## Start

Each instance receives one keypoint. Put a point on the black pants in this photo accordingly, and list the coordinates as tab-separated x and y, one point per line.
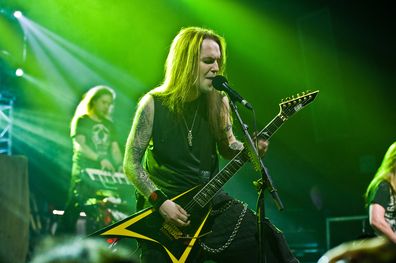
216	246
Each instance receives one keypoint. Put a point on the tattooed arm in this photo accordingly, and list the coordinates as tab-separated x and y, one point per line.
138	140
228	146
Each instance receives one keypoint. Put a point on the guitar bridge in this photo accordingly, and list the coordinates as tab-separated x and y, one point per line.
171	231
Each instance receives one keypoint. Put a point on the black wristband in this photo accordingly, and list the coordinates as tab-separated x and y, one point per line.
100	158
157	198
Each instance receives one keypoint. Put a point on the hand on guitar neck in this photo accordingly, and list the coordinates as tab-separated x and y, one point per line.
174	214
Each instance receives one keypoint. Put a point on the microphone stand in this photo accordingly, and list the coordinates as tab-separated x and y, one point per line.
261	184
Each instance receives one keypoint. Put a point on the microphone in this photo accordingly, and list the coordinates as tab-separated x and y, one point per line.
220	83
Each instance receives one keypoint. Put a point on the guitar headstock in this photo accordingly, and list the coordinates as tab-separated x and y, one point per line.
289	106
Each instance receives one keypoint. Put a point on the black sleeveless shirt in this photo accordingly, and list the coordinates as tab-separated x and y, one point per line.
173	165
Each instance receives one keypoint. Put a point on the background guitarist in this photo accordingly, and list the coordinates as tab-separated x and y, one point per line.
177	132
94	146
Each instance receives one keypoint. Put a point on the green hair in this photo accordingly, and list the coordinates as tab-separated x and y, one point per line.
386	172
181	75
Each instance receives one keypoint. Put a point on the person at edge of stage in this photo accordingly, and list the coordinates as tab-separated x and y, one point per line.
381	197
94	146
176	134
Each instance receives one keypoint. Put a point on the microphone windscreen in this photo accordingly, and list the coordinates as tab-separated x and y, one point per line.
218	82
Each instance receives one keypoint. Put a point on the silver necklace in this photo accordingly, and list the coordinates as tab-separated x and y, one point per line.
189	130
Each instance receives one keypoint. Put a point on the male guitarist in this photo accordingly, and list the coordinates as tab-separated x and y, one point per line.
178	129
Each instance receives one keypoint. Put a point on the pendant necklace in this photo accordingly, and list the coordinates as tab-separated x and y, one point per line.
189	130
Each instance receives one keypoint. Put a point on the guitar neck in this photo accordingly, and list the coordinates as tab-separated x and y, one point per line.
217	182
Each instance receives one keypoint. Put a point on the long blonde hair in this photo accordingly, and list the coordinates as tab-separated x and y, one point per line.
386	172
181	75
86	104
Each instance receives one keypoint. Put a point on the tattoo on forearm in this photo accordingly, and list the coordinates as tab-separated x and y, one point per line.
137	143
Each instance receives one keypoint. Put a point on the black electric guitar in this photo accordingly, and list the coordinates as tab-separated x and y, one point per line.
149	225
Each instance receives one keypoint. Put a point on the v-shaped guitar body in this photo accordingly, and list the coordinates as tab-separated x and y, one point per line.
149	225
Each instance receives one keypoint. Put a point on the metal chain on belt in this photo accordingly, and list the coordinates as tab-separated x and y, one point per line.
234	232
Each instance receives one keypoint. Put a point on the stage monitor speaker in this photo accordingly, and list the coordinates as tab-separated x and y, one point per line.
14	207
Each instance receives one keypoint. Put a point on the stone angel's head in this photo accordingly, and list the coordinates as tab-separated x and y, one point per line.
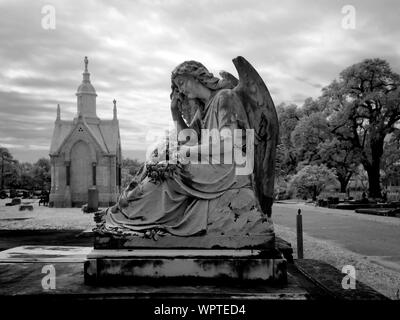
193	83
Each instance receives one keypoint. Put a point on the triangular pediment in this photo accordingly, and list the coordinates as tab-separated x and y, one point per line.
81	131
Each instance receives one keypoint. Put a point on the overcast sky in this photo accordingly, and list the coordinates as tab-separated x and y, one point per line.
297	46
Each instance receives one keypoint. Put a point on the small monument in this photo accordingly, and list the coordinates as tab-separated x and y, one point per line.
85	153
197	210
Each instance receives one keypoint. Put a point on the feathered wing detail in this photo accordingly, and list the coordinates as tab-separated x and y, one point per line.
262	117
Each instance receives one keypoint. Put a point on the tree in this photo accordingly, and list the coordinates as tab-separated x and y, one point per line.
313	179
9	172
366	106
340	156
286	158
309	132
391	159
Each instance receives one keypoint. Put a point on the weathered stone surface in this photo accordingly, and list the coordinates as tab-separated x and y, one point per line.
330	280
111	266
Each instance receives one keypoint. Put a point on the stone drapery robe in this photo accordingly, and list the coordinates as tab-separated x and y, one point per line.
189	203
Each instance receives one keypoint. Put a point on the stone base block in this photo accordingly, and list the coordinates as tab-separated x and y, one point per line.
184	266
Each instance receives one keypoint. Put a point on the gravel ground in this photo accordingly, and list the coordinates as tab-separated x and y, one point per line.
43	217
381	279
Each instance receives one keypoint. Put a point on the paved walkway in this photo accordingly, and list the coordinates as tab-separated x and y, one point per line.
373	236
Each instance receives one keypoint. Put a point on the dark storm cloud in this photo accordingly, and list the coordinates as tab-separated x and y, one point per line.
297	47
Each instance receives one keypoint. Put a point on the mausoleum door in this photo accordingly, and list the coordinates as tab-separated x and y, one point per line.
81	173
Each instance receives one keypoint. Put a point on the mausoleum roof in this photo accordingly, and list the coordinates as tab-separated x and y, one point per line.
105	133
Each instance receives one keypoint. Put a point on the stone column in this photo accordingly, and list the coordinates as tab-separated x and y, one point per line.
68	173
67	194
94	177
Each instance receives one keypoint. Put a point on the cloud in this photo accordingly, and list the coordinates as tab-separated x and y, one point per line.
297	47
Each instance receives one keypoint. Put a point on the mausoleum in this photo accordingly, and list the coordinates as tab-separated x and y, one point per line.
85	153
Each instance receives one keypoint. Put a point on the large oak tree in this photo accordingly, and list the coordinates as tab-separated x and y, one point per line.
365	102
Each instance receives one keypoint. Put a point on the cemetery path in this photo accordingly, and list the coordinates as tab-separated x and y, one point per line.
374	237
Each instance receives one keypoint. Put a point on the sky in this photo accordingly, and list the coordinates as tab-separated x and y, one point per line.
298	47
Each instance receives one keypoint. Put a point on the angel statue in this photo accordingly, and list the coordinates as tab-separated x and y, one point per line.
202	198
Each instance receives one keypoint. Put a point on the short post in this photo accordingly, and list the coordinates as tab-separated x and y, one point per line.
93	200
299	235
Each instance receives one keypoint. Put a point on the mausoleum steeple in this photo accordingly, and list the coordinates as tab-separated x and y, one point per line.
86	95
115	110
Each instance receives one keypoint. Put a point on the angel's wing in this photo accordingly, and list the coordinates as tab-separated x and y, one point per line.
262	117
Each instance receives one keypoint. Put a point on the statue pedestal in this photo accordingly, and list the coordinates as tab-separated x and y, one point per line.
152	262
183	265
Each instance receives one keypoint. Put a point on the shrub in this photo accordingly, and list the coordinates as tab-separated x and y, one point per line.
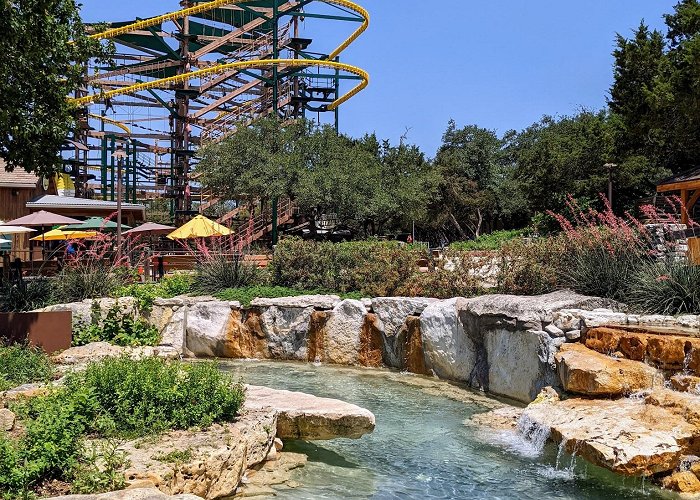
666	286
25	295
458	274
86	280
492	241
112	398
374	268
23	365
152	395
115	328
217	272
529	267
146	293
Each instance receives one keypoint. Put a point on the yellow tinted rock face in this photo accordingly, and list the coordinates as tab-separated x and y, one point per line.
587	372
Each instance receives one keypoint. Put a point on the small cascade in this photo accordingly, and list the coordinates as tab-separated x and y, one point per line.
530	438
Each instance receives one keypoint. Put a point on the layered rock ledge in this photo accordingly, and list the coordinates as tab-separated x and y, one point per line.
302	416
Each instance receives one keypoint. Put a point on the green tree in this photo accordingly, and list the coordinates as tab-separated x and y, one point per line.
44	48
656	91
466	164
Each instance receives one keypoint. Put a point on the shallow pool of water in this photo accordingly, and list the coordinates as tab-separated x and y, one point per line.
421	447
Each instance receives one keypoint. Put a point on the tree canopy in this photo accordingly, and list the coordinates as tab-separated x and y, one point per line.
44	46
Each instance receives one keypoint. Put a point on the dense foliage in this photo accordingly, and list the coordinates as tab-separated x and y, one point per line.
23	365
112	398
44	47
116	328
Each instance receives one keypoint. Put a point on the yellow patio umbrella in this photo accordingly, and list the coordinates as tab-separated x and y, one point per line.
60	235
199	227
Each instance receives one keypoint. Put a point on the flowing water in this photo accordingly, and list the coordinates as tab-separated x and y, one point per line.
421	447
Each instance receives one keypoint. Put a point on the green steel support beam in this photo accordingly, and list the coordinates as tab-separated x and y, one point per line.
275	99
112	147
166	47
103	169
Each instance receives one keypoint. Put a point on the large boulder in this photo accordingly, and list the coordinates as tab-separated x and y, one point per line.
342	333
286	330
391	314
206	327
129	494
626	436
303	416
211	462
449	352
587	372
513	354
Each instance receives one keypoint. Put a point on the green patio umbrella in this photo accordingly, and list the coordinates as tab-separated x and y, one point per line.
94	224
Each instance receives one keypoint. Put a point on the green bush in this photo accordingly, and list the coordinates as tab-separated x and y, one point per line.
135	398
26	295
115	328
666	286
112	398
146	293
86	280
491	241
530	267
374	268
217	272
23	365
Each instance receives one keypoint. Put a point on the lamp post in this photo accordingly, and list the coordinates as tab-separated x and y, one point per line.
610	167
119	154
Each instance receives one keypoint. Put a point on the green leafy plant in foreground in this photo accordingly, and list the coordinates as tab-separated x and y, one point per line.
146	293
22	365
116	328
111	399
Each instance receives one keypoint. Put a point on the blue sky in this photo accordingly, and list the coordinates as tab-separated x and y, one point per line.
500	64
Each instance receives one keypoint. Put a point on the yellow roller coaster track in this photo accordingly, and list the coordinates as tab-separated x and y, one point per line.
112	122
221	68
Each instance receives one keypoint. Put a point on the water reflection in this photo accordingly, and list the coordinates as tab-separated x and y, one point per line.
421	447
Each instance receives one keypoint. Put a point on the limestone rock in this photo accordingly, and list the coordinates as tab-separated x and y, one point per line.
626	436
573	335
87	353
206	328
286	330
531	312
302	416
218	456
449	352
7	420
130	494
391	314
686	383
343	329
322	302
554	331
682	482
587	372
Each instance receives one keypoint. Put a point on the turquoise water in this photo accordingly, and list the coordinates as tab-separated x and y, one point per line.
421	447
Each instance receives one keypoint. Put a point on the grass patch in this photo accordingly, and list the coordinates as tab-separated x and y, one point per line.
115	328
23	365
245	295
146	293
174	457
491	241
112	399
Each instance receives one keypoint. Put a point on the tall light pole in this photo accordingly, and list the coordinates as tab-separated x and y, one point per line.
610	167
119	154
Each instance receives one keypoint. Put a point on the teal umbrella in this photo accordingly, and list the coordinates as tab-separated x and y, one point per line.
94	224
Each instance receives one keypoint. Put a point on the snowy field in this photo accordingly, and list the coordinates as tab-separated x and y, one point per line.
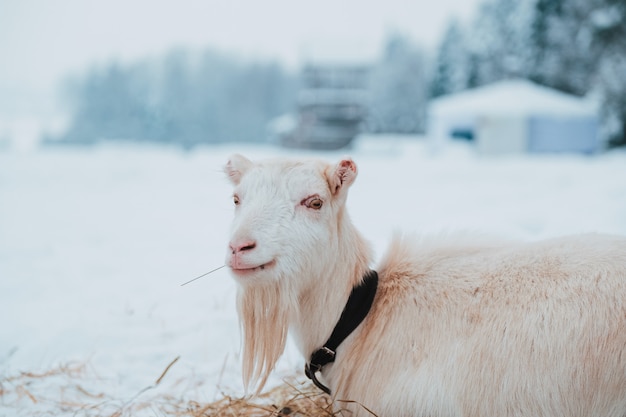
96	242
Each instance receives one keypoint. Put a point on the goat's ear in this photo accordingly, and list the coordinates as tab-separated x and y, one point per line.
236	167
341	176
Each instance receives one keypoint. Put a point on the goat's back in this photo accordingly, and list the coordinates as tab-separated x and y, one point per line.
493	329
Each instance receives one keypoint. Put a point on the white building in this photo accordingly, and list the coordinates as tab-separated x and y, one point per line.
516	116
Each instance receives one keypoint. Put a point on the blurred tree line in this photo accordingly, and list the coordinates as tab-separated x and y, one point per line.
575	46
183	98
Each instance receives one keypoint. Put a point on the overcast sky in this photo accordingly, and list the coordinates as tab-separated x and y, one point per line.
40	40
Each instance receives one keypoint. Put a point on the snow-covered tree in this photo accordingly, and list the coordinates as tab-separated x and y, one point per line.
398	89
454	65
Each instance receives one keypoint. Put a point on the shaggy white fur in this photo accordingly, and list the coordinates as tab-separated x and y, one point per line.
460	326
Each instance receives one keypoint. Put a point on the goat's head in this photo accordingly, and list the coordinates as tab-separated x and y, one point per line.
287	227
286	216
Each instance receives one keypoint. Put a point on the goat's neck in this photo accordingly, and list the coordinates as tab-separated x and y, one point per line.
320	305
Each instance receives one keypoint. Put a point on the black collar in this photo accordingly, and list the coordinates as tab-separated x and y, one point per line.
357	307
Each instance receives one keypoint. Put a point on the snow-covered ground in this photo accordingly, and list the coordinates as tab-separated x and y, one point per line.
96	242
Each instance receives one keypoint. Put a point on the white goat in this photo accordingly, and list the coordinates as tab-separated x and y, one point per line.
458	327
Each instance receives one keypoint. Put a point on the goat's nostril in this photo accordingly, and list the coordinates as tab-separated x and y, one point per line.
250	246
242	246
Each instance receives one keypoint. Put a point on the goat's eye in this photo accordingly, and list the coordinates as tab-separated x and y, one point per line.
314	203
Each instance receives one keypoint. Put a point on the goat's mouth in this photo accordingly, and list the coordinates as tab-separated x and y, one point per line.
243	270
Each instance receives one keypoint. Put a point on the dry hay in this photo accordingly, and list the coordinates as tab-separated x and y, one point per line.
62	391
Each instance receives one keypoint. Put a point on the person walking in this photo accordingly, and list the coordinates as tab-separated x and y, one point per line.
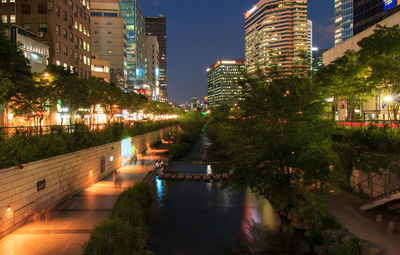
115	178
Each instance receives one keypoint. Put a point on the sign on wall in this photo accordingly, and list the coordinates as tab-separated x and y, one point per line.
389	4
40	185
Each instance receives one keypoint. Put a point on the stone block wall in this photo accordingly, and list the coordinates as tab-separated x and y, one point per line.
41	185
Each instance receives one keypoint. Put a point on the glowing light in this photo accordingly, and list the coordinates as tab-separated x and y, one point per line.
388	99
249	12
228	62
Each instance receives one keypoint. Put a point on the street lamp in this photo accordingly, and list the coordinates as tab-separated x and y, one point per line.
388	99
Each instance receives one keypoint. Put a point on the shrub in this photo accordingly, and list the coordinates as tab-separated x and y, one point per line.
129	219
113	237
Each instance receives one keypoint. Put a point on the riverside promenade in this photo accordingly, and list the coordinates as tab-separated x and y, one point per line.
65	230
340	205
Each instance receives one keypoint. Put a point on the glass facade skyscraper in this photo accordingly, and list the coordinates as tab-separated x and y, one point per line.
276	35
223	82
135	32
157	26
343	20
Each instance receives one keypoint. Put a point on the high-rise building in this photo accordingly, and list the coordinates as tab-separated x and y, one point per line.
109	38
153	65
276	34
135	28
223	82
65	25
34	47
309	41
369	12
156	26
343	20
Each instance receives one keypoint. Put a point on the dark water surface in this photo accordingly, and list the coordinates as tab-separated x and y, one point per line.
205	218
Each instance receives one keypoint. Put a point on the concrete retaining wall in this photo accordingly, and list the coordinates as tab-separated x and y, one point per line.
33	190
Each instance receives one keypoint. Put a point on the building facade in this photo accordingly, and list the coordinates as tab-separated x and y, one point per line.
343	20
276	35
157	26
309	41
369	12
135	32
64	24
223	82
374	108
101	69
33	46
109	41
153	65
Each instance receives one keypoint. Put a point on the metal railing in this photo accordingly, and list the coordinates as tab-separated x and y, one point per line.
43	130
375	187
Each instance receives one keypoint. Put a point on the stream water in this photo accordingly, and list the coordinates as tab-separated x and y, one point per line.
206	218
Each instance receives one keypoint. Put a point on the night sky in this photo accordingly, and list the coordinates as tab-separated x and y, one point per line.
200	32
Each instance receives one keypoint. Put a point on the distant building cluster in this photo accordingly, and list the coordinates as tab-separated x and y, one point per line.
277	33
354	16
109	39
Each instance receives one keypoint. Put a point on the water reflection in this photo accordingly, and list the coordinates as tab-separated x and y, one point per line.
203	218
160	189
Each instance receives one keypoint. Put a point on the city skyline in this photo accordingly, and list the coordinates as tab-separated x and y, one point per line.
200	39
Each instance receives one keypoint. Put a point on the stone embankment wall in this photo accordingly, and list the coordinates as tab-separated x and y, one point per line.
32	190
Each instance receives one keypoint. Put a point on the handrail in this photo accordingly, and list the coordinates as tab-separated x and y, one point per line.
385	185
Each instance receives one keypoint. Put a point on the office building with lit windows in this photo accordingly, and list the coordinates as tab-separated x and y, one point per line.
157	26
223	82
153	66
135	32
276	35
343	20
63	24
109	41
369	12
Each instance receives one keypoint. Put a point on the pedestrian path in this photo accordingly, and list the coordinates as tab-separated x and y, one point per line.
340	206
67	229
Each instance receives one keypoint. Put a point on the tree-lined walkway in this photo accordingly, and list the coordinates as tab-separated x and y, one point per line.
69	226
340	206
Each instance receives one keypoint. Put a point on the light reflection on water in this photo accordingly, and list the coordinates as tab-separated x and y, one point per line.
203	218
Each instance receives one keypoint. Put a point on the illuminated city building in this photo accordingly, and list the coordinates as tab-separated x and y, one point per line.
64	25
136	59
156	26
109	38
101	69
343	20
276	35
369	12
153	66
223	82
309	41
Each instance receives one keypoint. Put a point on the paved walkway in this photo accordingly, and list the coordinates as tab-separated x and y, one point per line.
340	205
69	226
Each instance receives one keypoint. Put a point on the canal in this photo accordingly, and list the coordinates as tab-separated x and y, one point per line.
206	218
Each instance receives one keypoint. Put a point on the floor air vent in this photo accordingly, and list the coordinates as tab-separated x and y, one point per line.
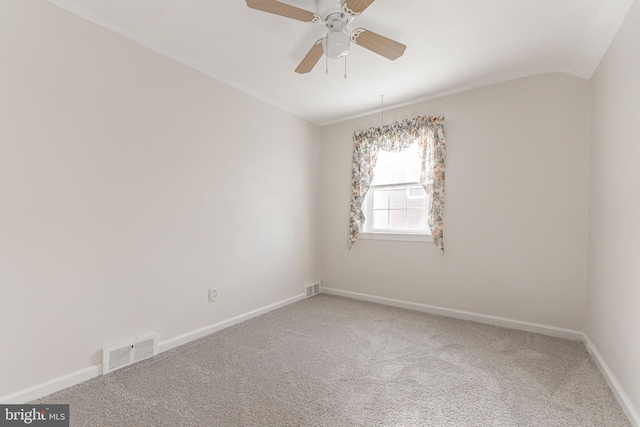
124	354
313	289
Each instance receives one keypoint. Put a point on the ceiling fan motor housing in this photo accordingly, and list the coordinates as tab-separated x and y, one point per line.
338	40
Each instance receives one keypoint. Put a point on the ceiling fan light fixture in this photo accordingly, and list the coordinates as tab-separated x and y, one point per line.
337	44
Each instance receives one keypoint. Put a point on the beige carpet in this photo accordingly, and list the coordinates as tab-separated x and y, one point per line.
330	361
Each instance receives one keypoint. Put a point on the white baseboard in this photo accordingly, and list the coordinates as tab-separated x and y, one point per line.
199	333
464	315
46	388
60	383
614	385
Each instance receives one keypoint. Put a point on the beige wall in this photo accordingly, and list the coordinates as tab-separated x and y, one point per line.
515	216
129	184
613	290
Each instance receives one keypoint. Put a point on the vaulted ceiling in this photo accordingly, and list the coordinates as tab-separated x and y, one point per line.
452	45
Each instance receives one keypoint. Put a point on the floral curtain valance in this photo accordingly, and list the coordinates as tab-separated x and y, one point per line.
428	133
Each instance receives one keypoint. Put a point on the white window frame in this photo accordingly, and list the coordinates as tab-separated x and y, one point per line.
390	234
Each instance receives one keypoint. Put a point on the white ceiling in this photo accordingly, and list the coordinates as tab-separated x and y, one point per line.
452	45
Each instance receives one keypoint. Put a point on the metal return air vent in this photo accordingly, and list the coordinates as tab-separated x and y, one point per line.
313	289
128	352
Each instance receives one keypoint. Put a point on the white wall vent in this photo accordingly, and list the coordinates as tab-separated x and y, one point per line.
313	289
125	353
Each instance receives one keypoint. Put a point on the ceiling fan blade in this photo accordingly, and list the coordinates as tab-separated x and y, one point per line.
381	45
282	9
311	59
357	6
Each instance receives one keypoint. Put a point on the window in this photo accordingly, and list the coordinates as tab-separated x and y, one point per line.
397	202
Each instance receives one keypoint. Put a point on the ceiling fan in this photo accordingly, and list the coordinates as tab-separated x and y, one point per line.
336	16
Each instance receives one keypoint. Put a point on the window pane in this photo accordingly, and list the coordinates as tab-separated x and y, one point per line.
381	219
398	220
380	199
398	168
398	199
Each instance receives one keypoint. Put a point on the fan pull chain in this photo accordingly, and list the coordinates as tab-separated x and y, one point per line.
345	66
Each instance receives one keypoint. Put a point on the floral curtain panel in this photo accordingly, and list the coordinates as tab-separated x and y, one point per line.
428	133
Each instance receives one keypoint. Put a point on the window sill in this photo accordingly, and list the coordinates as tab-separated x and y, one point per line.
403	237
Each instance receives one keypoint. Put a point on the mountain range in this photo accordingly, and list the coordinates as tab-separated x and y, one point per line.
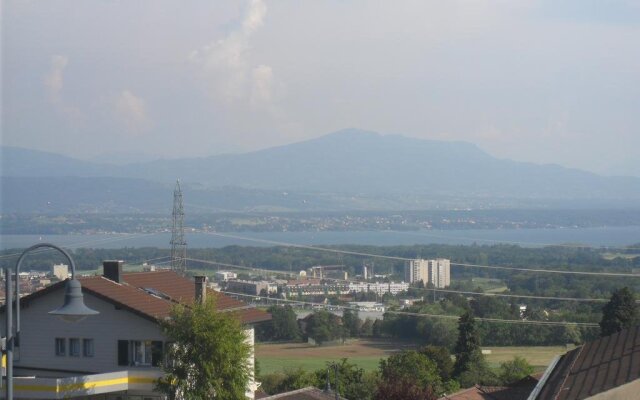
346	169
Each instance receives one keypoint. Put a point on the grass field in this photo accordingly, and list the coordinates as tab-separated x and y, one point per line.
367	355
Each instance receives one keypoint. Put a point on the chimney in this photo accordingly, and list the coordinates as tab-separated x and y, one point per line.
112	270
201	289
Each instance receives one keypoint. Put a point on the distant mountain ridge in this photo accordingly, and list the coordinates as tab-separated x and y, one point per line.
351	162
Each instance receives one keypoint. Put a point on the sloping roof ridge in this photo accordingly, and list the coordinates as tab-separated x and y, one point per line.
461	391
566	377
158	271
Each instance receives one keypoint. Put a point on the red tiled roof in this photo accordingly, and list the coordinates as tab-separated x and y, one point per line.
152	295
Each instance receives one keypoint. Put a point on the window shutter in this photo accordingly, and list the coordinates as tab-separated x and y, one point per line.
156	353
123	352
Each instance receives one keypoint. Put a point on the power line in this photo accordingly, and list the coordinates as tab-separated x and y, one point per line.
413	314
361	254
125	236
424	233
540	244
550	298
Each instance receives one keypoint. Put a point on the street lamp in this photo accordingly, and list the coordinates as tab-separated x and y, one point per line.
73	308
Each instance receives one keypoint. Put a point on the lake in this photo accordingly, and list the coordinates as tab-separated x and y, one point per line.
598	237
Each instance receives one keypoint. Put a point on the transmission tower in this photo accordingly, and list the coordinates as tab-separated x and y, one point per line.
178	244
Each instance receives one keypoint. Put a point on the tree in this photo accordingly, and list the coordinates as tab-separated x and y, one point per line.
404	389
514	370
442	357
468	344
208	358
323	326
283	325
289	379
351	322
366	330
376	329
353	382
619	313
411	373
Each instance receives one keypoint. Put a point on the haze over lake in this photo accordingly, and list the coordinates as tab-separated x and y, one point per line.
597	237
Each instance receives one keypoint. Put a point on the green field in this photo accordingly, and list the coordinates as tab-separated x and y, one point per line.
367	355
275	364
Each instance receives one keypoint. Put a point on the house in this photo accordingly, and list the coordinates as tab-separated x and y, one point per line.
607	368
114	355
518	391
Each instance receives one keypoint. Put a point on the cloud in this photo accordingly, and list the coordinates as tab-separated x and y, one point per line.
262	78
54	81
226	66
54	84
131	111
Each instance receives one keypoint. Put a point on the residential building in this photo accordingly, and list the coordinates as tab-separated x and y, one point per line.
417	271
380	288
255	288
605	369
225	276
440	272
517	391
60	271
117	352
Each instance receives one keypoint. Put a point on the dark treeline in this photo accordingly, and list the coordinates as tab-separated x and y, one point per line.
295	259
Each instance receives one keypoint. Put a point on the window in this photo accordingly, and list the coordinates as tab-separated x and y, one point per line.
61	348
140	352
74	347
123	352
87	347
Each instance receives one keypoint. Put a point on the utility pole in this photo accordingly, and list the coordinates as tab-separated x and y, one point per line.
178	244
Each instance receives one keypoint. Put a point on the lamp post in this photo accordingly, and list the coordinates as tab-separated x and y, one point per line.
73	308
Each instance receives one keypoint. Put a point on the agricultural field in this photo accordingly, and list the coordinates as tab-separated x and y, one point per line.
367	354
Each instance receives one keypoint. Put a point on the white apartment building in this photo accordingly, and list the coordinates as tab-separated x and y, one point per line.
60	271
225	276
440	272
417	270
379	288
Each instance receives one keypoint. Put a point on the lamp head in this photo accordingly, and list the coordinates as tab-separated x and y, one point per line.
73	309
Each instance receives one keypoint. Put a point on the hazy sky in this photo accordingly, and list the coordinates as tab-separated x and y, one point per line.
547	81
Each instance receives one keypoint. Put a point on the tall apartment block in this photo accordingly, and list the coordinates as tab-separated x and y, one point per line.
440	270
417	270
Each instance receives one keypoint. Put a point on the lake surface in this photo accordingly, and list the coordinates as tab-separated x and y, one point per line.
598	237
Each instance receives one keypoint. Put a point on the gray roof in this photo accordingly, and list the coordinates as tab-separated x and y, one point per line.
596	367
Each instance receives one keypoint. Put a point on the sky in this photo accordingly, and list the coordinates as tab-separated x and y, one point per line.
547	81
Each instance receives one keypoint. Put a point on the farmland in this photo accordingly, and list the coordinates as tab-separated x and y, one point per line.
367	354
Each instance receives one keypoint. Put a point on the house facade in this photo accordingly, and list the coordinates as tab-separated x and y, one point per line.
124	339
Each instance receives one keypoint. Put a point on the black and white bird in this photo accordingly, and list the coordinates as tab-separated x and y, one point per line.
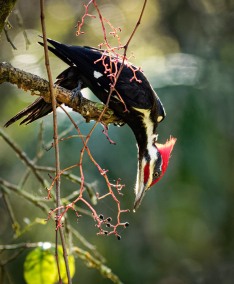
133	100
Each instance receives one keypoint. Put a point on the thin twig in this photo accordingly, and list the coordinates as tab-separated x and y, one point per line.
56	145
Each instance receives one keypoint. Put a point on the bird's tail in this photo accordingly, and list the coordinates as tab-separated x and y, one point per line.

## End

TO DO: The lines to repeat start at the one holding "the black and" and run through the last line of the records above; write them out exactly, both ends included, but not the pictures.

TASK OUTPUT:
Each instance receives one keypoint. Put a point on the black and white bird in this photo accordingly, and list the coordinates as tab-separated x and y, one point per line.
133	100
Each instance receives one keypoint. Put a point on the thin twig in this photo accordingly, and list the coordinates as tab-separated x and y, one point per line.
56	145
Each instance receives one keypoint. Put a point on the bird's tail in this photo accordingly, and list the coordinates as tab-separated x and y, one point per line.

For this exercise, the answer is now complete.